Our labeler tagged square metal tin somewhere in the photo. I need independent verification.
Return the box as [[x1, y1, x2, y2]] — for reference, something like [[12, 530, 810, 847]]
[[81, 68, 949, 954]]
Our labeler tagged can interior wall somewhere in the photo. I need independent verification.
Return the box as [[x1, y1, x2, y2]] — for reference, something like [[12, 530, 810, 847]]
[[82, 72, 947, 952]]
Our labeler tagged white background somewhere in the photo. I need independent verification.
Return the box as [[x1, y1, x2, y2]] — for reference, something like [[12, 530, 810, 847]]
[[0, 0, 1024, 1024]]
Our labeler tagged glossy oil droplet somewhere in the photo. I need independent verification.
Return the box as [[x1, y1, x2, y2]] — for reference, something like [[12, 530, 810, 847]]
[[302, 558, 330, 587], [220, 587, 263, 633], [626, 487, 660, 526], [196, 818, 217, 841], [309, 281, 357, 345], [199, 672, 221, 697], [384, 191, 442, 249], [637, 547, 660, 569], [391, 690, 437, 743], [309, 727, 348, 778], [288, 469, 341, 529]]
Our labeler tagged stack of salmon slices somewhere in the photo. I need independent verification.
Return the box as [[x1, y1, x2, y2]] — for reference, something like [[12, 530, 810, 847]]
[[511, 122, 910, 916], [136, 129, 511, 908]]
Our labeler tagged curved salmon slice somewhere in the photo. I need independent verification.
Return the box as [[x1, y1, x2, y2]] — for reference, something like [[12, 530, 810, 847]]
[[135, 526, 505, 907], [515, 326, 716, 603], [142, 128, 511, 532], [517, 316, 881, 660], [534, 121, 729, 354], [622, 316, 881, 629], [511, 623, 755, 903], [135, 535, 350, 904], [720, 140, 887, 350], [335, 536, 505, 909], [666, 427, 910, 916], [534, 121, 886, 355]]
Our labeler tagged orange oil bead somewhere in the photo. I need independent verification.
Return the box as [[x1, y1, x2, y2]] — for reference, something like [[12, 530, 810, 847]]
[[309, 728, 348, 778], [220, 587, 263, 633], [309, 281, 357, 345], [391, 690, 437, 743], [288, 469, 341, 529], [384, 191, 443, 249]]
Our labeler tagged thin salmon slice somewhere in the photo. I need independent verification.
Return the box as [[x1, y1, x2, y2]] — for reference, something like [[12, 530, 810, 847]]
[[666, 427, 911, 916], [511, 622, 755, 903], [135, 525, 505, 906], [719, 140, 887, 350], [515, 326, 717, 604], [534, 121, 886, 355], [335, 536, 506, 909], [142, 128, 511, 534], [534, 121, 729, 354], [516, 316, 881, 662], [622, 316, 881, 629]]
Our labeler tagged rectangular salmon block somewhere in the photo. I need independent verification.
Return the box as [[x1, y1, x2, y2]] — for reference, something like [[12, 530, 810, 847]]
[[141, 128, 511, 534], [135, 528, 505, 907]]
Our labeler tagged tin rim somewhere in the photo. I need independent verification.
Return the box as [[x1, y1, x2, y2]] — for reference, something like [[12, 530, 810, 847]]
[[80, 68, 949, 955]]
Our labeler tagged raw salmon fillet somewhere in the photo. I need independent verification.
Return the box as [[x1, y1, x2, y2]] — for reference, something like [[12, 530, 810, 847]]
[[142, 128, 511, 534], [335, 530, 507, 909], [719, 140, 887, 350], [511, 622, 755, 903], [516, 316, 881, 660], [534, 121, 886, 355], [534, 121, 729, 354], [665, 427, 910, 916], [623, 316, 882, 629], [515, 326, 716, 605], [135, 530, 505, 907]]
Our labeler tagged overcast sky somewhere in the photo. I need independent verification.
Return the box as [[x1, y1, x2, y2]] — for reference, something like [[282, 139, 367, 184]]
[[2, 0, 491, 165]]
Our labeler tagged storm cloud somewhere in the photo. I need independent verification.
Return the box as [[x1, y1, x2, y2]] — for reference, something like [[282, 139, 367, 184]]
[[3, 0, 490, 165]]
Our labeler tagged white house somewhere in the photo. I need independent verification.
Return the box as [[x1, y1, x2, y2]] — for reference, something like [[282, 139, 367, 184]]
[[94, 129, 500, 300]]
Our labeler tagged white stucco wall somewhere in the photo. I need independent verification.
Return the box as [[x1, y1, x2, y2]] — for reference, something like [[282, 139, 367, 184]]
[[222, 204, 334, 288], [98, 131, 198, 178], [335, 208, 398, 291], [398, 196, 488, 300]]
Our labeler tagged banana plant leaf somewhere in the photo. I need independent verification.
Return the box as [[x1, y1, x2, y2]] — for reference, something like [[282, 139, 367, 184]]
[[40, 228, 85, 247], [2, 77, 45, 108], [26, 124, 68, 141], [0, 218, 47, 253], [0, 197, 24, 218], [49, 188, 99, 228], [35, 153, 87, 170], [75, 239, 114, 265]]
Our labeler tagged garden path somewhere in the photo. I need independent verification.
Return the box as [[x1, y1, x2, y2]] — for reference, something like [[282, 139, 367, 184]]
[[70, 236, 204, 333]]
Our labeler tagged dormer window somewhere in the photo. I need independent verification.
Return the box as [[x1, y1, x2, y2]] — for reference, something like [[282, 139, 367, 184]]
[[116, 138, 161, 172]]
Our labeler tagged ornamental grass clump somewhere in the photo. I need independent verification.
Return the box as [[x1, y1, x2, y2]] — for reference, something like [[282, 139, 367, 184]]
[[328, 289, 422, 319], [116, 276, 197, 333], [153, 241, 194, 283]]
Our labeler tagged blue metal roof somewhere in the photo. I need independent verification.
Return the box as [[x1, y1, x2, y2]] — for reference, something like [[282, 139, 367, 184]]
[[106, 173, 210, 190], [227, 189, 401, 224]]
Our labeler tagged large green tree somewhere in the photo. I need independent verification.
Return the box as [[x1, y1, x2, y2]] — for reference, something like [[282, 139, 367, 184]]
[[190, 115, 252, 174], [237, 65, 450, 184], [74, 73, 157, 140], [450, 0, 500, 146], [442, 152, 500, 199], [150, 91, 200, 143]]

═══

◆ **TASK TO CARRY OUT**:
Format these lines as a numbered list, leaving out any blank lines. The list should cover all the items.

◆ **SOLUTION FOR THIS EXERCISE**:
1. Our labeler tagged square metal tin somewhere in the photo. I need independent verification.
2. Return the box as [[x1, y1, x2, y2]] — for reference, something like [[12, 530, 810, 847]]
3. [[81, 68, 949, 954]]
4. Our labeler tagged can interior wall somewhere in the photo. I need independent verification.
5. Return the box as [[x1, y1, x2, y2]] — for reference, something like [[12, 530, 810, 847]]
6. [[82, 72, 947, 952]]
7. Our labeler tagged white background somewhere in the photo. I need independent verification.
8. Return the box as [[x1, y1, x2, y2]] — for reference, something like [[12, 530, 810, 847]]
9. [[0, 0, 1024, 1024]]
10. Our labeler tagged glossy oil droplet somewhere in the photo. I need independent verification.
11. Return the box as [[x1, y1, x2, y2]] — for reference, something like [[12, 530, 810, 847]]
12. [[302, 558, 330, 587], [220, 587, 263, 633], [626, 487, 660, 526], [196, 818, 217, 841], [309, 281, 357, 345], [199, 672, 221, 697], [384, 191, 442, 249], [637, 547, 660, 569], [391, 690, 437, 743], [309, 727, 348, 778], [288, 469, 341, 529]]
13. Our labeler tagged stack of salmon slices somewhere in the photo. I need independent verification.
14. Return the box as [[x1, y1, x2, y2]] — for reference, something like [[12, 530, 810, 847]]
15. [[511, 122, 910, 916], [136, 129, 511, 908]]
16. Our labeler tagged curved salmon slice somewhere in the photo. I need independent verification.
17. Return the box as [[x1, y1, x2, y2]] — for reference, something like [[12, 530, 810, 847]]
18. [[135, 526, 505, 907], [515, 326, 716, 603], [142, 128, 511, 532], [517, 316, 881, 660], [534, 121, 729, 354], [622, 316, 881, 629], [511, 623, 755, 903], [135, 535, 350, 904], [720, 140, 887, 350], [335, 536, 505, 909], [666, 427, 910, 916], [534, 121, 886, 355]]
19. Our labeler tagged orange oil bead somewhere in the photo. I need independent verification.
20. Return the box as [[x1, y1, x2, y2]] — for reference, something like [[12, 530, 810, 847]]
21. [[309, 728, 348, 778], [220, 587, 263, 633], [309, 281, 357, 345], [391, 690, 437, 743], [288, 469, 341, 529], [384, 191, 443, 249]]
22. Our labeler tagged thin salmon slice somewhere in the photo. I need independent verification.
23. Return the box as [[x1, y1, x2, y2]] — for reference, something like [[12, 530, 810, 847]]
24. [[666, 427, 911, 916], [511, 622, 755, 903], [135, 525, 505, 906], [719, 140, 887, 350], [515, 326, 717, 604], [534, 121, 886, 355], [335, 536, 506, 909], [142, 128, 511, 534], [534, 121, 729, 354], [516, 316, 881, 662], [622, 316, 881, 629]]
25. Our labeler tagged rectangular salmon block somewhere in the photo. I need independent verification.
26. Return the box as [[x1, y1, x2, y2]] — for reference, something like [[12, 530, 810, 847]]
27. [[141, 128, 511, 534], [135, 528, 505, 907]]
28. Our labeler tagged tin rim somewhere in the photo. I need independent verification.
29. Return the box as [[x1, y1, x2, y2]] — for reference, something like [[12, 530, 810, 847]]
30. [[80, 68, 949, 955]]
31. Our labeler tagged raw salmon fillet somewhere in the photo. I need independent verification.
32. Return the box as [[x1, y1, x2, y2]] — for reference, something like [[12, 530, 810, 847]]
33. [[142, 128, 511, 534], [335, 530, 507, 909], [719, 140, 887, 350], [511, 622, 755, 903], [516, 316, 881, 660], [534, 121, 886, 355], [534, 121, 729, 354], [665, 427, 910, 916], [623, 316, 882, 629], [515, 326, 716, 605], [135, 530, 505, 907]]
34. Our labeler tagged overcast sky somewhere in the photo. I need independent verification.
35. Return the box as [[x1, y1, x2, y2]] — for reference, something like [[282, 139, 367, 184]]
36. [[2, 0, 491, 165]]
37. Our labeler tagged storm cloud somewhere in the photo. I need independent verification.
38. Return the box as [[x1, y1, x2, y2]] — for reference, something like [[282, 139, 367, 184]]
39. [[3, 0, 490, 165]]
40. Our labeler tagged white house somewhere in the photo. I need independent verification.
41. Return the box as [[x1, y1, x2, y2]] — for reference, something like [[282, 139, 367, 184]]
42. [[94, 129, 500, 300]]
43. Our labeler tagged white stucco wall somewhere in the photo. I need independent verification.
44. Return the box as [[x1, y1, x2, y2]] — for reference, something like [[282, 139, 367, 184]]
45. [[222, 204, 334, 288], [98, 131, 198, 178], [335, 208, 398, 291], [398, 196, 488, 300]]
46. Our labeler tagged banana plant leaf somewhere in the photo. I need independent verification.
47. Return the box as [[x1, y1, x2, y2]] — for reference, something like [[282, 139, 367, 184]]
48. [[40, 228, 85, 247], [2, 77, 45, 108], [26, 124, 68, 141], [0, 218, 47, 253], [0, 197, 24, 218], [49, 188, 99, 228], [35, 153, 87, 170], [75, 239, 114, 265]]
49. Our labeler tagged garden path somewhere in the photo. I need independent verification.
50. Return the box as [[x1, y1, x2, y2]] — for reference, something like [[282, 139, 367, 184]]
51. [[70, 236, 204, 333]]
52. Our labeler tagged dormer window somewhere in the photo. I need independent verification.
53. Return the box as [[x1, y1, x2, y2]] — for reference, something like [[282, 139, 367, 184]]
54. [[116, 138, 161, 172]]
55. Our labeler tagged ornamental grass clump somewhere in the photo. I need independent verification.
56. Return the box as [[x1, y1, x2, y2]] — for reference, something like [[282, 139, 367, 184]]
57. [[328, 289, 422, 319], [116, 276, 197, 333], [153, 241, 194, 283]]
58. Our labeler tagged blue metal roof somewhere in the photo. I need independent verification.
59. Return the box as [[x1, y1, x2, y2]] — for reference, something like [[282, 139, 367, 184]]
60. [[106, 173, 210, 190], [227, 189, 401, 224]]
61. Our labeler tagged large green tree somewhere in the photo. I need independent verification.
62. Return the box as [[x1, y1, x2, y2]] — for reference, something like [[282, 139, 367, 184]]
63. [[190, 115, 252, 174], [237, 65, 450, 184], [74, 73, 157, 140], [450, 0, 500, 146], [442, 152, 500, 199], [150, 91, 200, 143]]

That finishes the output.